==== INPUT FOR THIS TASK ====

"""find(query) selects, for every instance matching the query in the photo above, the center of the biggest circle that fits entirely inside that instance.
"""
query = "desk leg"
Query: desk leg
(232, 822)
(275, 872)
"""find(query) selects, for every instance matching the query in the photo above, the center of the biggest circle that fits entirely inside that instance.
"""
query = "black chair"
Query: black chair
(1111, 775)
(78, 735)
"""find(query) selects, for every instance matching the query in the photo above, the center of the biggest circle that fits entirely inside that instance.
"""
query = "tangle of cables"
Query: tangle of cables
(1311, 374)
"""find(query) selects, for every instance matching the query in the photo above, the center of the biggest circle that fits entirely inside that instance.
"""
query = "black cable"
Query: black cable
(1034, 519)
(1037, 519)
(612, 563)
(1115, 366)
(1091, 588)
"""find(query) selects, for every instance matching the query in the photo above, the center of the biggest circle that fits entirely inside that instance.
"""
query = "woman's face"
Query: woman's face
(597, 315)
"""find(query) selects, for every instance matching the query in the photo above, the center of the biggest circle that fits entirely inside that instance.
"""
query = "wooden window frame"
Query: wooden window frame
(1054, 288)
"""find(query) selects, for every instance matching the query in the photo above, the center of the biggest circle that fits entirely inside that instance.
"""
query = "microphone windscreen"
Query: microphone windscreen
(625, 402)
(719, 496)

====

WORK TASK>
Could you repeat every record above exactly as it appears?

ANSWER BOX>
"""find(query) selects, for every instance matching the query in the photo above, the center of the biggest circle that fits entirely inside that instance.
"""
query = "desk leg"
Query: desk leg
(232, 822)
(275, 872)
"""find(query) selects, for every instance matching the query in the photo above, the center of the biggest circle that fits entirely inside that instance.
"""
query = "black chair"
Query: black chair
(1111, 775)
(78, 735)
"""find(query) selects, for every instance matching the query in the photo above, the center of the biggest circle that fits entirely inside that instance.
"""
query = "tangle of cables"
Query: tangle of cables
(1311, 374)
"""find(query) selects, for every instance matching the query in the photo above, the center of the biggest circle that fits entirely inside that instance.
"""
query = "black cable"
Query: black cable
(1034, 519)
(1037, 519)
(612, 563)
(1115, 366)
(1091, 588)
"""find(query) selects, for every instance matching the query in the photo above, the center of the biggest circle that fits entirely inside that instance.
"""
query = "woman's face"
Query: woman's face
(597, 315)
"""find(query) selects, for every instance matching the query in the photo above, the center of the biggest circle that fits entirely inside that instance.
"""
query = "wooden window frame"
Query: wooden window frame
(1054, 288)
"""find(query) selects, for every instance matching the query in the photo above, the center of the biggest circle that fits entirely inside that instance.
"""
query = "microphone windscreen"
Query: microphone windscreen
(625, 402)
(719, 496)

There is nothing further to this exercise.